Excerpt provided>
....................

Following the generation of oil and gas, subsequent geologic processes that integrate migration through porous rocks result in their accumulation in potential hydrocarbon traps of varying tectonic and stratigraphic characters [12,13], where they are eventually undergo hydrodynamic trapping by low permeability shale-cap stratigraphic units overlying the deposits [14,15]. Within the hydrocarbon column, two distinct zones exist starting from the oil-water contact where a zone of 100% water saturation exists below the deposit. Thus, above the oil-water column, capillary phenomena, mediated by wettability effects cause capillary induced water spontaneous imbibition from the zone of full water saturation to into the hydrocarbon bearing zone. Such a two phase flow process involving a hydrocarbon fluid (oil or gas) cause a height dependent water saturation that decreases to a height where it equals the irreducible water saturation created by hydrocarbon migration in the reservoir [16,17,18,19]. This zone of varying water saturation is the transition zone (TZ) [20,21,22].
The TZ can be extensive, having thicknesses that can reach several hundreds of feet [23,24], depending on the pore size distribution and wettability state of the reservoir rock [25,26]. Within the TZ, the existence of oil and water phases coupled with the possibility of an extensive zone means some petroleum reservoirs can have significant portions of their hydrocarbon accumulations in it. For instance, carbon reservoirs having thick TZ have been known to hots substantial hydrocarbon deposits in the TZ [22]. Consequently, accurate determination of this the thickness of this this zone constitutes a systematic approach to determining producible hydrocarbon in place. Consequently several approaches have been used for the TZ determination involving mathematical modeling (Bera et al., 2016) [21], well logging [27] and numerical simulators [28]. However, petroleum reservoirs are sediments derived from originally existing rocks with aggregarde of minerals that have ionisable surface group when in contact with aqueous phase due to hydrolysis reactions [29]. Consequently, the formation of the lelectric double layer within hydrocarbon reservoirss is possible via dissociation reactions surface ionsable groups of minerals and the pH, zeta potential, free energy, and its thickness affects wettability [30] and capillary imbibition within the TZ.

....................

Information shown>
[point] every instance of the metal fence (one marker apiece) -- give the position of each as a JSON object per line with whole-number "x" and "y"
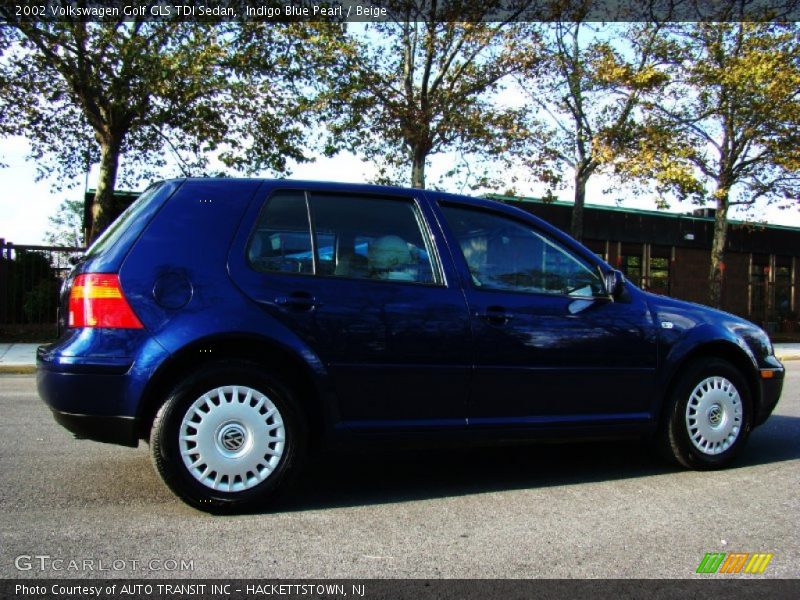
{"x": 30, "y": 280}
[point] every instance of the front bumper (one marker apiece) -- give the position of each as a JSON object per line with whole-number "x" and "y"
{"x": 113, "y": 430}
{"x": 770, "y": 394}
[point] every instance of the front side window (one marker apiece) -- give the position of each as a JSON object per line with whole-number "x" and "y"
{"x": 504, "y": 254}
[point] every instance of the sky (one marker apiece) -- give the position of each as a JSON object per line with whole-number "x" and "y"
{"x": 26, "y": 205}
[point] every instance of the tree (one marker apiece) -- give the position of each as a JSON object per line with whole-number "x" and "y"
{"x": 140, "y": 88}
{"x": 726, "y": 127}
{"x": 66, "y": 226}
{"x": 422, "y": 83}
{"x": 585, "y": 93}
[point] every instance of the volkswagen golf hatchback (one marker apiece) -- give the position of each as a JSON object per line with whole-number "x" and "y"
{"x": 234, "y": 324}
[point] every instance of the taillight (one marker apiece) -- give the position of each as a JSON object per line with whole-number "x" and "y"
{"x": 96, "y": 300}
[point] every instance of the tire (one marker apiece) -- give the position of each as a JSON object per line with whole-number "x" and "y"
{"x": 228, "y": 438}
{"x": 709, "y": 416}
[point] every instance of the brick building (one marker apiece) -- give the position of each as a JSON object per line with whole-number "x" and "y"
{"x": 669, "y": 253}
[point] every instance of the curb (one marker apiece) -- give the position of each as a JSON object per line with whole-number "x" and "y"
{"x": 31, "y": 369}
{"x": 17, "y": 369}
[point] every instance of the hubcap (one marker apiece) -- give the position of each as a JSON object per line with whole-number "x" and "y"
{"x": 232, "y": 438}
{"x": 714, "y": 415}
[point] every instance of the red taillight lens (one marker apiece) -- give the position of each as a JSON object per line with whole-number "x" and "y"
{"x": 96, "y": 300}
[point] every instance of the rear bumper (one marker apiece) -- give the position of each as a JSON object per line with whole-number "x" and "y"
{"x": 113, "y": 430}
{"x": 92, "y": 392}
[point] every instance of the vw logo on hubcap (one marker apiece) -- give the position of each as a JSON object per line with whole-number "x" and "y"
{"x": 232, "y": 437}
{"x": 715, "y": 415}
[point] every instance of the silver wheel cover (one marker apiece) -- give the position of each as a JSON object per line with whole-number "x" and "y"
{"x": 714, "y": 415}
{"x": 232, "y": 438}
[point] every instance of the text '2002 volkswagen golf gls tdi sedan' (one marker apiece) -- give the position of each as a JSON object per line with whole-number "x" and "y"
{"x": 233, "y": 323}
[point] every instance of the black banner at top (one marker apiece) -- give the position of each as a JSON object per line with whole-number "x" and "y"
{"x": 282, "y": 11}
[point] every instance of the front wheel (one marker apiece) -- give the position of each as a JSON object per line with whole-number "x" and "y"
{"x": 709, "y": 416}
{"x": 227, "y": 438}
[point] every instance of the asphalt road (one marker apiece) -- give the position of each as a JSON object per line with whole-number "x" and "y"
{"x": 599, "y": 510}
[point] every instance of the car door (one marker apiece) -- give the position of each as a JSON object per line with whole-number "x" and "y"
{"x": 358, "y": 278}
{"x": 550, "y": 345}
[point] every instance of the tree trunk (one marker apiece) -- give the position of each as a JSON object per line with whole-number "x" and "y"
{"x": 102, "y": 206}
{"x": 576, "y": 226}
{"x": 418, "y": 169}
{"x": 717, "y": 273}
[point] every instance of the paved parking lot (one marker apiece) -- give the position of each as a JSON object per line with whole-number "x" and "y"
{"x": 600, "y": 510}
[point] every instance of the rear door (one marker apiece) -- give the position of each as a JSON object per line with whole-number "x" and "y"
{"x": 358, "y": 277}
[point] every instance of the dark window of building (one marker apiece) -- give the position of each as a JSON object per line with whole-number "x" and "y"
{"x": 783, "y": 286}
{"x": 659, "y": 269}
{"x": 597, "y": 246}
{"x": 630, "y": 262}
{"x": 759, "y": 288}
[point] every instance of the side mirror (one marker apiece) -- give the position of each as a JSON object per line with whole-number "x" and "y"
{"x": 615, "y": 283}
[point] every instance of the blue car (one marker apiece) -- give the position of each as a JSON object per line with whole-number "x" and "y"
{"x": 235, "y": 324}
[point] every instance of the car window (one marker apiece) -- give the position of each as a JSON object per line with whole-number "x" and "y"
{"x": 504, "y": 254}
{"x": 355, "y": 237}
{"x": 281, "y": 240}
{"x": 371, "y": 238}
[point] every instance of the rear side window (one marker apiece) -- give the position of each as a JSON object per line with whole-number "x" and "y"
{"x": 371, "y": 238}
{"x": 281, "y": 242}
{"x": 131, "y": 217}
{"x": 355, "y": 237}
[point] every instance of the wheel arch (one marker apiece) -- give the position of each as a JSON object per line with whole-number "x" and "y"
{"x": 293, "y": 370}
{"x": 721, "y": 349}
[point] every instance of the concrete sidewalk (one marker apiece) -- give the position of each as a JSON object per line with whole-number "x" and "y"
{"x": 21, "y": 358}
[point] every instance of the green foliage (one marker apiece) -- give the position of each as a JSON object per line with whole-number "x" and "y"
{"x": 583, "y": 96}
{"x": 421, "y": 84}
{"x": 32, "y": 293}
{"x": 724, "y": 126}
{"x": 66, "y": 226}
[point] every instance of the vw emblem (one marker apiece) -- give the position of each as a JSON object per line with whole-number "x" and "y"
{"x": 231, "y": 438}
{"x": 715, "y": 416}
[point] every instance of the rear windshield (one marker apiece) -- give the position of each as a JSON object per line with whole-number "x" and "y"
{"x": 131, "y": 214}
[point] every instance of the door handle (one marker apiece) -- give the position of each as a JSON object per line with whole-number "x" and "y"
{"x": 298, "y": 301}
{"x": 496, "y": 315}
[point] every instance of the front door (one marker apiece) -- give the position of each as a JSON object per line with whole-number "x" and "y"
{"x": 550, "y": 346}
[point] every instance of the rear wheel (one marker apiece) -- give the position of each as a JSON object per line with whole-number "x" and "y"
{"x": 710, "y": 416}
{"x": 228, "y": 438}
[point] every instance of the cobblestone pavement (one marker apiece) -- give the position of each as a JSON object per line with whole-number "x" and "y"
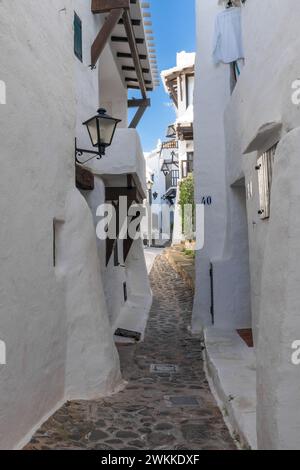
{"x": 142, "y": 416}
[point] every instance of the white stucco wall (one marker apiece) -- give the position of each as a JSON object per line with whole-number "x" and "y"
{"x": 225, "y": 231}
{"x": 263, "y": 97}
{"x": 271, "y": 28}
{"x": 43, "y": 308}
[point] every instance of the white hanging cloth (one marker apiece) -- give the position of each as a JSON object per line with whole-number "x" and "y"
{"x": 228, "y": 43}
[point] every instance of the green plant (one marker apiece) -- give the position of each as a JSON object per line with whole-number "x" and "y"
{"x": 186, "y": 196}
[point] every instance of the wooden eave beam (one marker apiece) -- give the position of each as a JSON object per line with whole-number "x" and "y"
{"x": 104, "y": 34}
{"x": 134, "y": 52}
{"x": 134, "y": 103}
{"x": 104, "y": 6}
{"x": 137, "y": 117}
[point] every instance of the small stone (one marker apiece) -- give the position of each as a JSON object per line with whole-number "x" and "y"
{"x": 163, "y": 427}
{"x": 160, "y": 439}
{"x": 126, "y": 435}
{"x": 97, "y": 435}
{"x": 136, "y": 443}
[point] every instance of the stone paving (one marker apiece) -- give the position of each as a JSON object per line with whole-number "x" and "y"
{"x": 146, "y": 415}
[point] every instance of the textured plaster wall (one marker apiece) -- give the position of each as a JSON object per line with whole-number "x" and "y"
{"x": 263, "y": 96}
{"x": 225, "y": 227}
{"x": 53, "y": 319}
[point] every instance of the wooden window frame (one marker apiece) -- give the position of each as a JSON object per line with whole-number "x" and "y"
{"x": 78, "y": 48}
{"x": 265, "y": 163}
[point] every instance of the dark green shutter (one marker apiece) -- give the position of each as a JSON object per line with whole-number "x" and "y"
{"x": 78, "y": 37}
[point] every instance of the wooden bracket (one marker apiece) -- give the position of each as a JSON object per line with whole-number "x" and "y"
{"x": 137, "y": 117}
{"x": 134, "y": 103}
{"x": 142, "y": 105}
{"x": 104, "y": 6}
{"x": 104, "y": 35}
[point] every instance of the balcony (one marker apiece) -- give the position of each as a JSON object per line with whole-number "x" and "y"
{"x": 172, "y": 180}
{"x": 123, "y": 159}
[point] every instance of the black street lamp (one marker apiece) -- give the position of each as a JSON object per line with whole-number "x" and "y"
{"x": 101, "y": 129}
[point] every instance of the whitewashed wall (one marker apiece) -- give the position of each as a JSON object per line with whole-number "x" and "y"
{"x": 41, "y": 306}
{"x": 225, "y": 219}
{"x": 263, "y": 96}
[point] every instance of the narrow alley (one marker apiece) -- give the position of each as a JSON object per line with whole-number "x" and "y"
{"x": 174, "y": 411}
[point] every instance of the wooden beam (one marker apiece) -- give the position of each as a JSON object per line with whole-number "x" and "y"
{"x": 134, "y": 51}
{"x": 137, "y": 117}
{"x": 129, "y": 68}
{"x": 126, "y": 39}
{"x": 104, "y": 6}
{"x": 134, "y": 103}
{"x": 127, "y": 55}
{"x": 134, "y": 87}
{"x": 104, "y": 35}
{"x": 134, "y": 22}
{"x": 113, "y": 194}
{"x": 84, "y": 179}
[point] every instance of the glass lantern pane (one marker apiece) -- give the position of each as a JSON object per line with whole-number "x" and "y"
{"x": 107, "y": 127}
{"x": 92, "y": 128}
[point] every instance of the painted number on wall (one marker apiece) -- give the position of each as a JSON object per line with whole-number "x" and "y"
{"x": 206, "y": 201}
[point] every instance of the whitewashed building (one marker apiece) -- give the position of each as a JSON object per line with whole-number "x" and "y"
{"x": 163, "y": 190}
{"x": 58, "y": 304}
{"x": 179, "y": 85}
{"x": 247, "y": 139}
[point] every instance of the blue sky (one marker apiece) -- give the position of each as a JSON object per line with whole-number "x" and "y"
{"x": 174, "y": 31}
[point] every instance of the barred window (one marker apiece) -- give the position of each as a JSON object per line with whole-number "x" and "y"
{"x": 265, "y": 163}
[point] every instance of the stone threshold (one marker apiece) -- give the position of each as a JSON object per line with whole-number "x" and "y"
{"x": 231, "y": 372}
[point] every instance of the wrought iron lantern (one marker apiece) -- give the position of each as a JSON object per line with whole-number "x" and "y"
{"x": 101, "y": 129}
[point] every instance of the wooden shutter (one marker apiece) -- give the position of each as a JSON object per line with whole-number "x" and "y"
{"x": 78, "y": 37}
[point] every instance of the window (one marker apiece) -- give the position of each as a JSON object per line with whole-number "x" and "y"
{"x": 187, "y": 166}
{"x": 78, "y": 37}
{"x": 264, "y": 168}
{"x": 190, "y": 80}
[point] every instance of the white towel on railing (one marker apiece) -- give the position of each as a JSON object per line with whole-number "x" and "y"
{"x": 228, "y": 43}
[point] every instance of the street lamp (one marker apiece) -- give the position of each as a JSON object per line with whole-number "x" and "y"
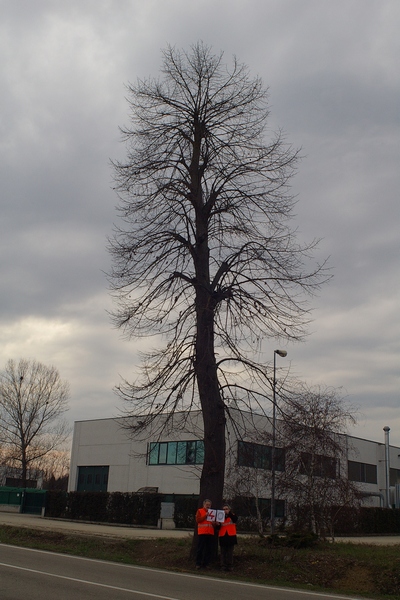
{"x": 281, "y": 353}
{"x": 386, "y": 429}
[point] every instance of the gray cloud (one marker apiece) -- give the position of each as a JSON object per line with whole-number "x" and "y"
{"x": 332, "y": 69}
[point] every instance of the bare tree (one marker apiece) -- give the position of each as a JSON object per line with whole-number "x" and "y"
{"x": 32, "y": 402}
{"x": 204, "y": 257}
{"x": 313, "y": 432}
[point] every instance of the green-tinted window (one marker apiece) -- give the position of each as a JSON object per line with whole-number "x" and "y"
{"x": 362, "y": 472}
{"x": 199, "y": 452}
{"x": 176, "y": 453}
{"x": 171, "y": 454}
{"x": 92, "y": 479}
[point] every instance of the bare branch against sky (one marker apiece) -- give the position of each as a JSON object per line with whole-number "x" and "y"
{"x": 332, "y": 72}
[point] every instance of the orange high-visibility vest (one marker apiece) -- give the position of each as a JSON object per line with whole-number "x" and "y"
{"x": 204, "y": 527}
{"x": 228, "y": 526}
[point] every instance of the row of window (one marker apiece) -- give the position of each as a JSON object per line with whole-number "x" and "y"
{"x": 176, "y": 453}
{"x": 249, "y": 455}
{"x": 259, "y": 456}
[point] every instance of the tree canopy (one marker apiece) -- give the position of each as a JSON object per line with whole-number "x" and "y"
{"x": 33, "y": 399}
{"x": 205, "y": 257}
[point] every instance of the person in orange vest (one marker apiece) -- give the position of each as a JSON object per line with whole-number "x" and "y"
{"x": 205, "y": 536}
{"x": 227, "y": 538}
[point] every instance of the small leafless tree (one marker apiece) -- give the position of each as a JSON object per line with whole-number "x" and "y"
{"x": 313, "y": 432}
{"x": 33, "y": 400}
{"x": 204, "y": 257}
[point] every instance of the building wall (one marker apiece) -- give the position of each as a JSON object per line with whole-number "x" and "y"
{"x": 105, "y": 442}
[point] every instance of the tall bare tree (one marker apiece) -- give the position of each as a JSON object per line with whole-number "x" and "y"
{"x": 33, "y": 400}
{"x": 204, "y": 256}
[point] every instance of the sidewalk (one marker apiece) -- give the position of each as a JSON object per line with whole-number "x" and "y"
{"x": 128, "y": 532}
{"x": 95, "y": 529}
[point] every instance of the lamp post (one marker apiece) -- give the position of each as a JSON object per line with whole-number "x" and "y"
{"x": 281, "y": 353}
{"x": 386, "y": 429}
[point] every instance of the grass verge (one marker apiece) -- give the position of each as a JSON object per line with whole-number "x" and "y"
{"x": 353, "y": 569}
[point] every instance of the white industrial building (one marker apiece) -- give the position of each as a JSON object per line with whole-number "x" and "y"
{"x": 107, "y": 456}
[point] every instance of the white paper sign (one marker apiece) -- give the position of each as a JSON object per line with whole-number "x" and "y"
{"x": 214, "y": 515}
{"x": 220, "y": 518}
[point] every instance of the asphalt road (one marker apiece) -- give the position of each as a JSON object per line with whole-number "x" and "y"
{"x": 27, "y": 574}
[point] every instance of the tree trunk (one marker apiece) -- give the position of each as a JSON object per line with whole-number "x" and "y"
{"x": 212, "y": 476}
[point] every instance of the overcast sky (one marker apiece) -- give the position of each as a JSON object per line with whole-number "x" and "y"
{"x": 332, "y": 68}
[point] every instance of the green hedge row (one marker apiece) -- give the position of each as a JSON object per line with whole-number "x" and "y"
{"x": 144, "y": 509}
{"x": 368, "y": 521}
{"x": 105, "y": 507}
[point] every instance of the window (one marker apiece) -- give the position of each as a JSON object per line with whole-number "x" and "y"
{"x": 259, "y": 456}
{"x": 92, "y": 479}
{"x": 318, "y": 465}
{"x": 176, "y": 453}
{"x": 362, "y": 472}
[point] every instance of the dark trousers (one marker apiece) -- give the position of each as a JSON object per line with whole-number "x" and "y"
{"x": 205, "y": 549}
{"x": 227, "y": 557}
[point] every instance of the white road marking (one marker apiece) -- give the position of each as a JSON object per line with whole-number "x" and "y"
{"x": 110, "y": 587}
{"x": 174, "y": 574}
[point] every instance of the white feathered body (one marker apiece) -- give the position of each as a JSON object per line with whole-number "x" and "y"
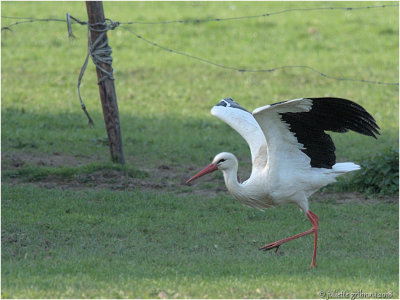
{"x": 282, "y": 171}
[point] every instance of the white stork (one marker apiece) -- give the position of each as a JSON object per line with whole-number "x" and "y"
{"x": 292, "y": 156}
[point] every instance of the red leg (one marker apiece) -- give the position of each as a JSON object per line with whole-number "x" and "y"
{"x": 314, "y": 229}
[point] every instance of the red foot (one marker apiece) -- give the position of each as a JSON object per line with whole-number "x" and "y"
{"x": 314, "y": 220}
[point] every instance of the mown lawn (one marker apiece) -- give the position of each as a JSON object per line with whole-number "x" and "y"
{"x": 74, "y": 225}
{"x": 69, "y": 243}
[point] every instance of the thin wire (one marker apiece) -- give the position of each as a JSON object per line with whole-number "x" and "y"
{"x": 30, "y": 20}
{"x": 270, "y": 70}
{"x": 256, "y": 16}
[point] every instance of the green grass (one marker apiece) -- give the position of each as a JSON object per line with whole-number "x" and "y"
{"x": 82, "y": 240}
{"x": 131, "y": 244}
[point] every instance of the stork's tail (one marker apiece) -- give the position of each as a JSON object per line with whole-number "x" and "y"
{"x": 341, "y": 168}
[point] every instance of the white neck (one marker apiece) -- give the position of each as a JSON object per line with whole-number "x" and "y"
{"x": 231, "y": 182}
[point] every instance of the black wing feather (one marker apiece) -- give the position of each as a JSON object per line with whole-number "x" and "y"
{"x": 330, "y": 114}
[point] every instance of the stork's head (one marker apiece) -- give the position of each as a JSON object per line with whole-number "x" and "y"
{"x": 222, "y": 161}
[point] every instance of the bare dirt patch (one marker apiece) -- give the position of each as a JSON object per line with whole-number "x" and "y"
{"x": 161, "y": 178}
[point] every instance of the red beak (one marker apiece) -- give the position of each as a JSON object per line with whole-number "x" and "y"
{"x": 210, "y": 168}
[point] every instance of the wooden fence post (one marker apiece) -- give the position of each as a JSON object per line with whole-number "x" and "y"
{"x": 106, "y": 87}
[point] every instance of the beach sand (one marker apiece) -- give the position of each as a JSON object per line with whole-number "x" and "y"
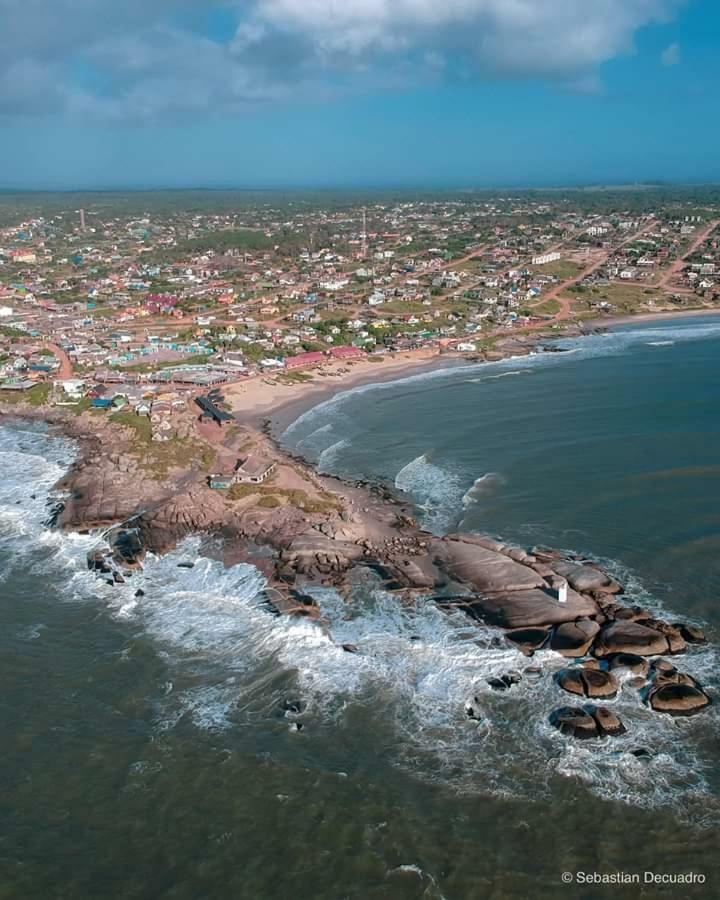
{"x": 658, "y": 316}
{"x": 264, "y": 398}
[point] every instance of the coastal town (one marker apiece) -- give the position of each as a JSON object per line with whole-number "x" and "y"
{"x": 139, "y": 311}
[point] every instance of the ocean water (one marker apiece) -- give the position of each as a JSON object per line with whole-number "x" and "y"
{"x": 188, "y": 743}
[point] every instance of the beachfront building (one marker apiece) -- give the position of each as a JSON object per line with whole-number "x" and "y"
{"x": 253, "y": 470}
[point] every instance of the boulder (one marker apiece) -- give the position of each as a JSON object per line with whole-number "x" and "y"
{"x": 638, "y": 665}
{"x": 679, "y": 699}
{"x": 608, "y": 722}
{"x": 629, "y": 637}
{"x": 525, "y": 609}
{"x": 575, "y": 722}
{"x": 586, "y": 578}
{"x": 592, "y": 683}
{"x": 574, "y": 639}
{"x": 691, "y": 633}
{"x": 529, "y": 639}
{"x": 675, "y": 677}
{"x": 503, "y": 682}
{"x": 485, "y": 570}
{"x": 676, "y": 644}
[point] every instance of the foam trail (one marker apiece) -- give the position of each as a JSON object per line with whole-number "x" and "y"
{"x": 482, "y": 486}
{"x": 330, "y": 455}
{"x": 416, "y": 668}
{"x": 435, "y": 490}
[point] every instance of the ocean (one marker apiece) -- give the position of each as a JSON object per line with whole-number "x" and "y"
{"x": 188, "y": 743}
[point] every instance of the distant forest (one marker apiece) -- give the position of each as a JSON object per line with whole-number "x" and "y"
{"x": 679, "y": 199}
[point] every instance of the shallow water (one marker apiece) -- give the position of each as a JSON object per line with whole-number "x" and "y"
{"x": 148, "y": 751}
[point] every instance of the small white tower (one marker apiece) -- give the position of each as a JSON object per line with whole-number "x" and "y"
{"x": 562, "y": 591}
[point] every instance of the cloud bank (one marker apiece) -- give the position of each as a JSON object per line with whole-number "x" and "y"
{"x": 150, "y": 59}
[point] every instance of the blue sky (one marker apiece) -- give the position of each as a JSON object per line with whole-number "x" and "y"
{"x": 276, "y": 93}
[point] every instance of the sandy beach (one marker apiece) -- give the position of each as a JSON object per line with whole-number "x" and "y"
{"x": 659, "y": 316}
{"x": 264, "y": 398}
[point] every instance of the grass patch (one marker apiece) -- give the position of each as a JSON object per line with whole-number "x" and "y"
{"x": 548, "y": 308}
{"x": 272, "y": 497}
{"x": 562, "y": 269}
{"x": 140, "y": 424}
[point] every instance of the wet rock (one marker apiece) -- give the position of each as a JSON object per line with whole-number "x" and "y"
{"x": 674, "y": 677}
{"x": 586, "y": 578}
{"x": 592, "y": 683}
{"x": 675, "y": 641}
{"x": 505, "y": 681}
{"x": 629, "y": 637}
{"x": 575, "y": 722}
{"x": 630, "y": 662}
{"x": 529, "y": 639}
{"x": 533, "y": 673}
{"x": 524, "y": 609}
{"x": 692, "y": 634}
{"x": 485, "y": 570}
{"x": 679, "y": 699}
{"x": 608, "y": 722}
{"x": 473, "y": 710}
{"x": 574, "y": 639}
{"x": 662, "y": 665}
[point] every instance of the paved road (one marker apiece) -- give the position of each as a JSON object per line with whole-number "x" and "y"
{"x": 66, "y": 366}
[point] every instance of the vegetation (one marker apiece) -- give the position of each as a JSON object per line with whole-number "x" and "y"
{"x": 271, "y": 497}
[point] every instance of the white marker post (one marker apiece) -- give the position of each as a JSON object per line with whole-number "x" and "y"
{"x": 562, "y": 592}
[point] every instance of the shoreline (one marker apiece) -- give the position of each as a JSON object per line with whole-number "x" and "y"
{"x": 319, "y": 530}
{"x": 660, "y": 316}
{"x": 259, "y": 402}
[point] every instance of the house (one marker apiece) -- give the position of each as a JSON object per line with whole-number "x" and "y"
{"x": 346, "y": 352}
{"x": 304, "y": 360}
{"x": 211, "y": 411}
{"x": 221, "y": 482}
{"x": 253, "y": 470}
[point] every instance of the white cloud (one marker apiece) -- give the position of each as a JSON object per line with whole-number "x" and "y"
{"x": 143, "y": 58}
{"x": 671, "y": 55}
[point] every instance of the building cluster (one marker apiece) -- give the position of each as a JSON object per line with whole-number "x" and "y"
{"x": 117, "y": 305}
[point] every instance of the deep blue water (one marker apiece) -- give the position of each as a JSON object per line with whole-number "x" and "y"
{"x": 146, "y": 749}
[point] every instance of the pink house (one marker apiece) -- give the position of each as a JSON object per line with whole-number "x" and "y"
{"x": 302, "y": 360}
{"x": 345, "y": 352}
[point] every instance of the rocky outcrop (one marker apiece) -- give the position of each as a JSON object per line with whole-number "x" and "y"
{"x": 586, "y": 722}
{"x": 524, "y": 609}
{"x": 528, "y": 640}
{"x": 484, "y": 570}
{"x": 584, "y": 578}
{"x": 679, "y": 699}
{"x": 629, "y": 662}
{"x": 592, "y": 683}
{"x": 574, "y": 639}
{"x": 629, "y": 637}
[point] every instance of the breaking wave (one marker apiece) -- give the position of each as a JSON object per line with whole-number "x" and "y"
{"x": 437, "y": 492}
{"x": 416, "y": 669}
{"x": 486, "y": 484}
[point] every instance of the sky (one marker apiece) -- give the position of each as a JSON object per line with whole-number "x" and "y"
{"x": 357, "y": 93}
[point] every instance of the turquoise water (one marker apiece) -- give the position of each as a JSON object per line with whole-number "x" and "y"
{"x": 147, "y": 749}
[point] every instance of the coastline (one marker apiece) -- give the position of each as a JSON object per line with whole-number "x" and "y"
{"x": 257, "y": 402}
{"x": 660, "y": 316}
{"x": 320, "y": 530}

....................

Objectives>
(1) Based on the excerpt on hydrocarbon transition zones, state whether each statement agrees with the text: (a) the transition zone can reach thicknesses of several hundreds of feet; (b) the zone below the oil-water contact has a water saturation of 50%; (c) well logging is one of the approaches used to determine the transition zone. For each statement, answer yes or no and quote the deciding words.
(2) Answer these questions from the excerpt on hydrocarbon transition zones:
(a) What overlies the deposits and traps them hydrodynamically?
(b) On which two properties of the reservoir rock does the thickness of the transition zone depend?
(c) Which reactions give minerals ionizable surface groups when they are in contact with an aqueous phase?

Solved problems>
(1)
(a) Yes: "having thicknesses that can reach several hundreds of feet"
(b) No: "a zone of 100% water saturation exists below the deposit"
(c) Yes: "mathematical modeling (Bera et al., 2016) [21], well logging [27] and numerical simulators [28]"

(2)
(a) Low permeability shale-cap stratigraphic units.
(b) The pore size distribution and the wettability state.
(c) Hydrolysis reactions.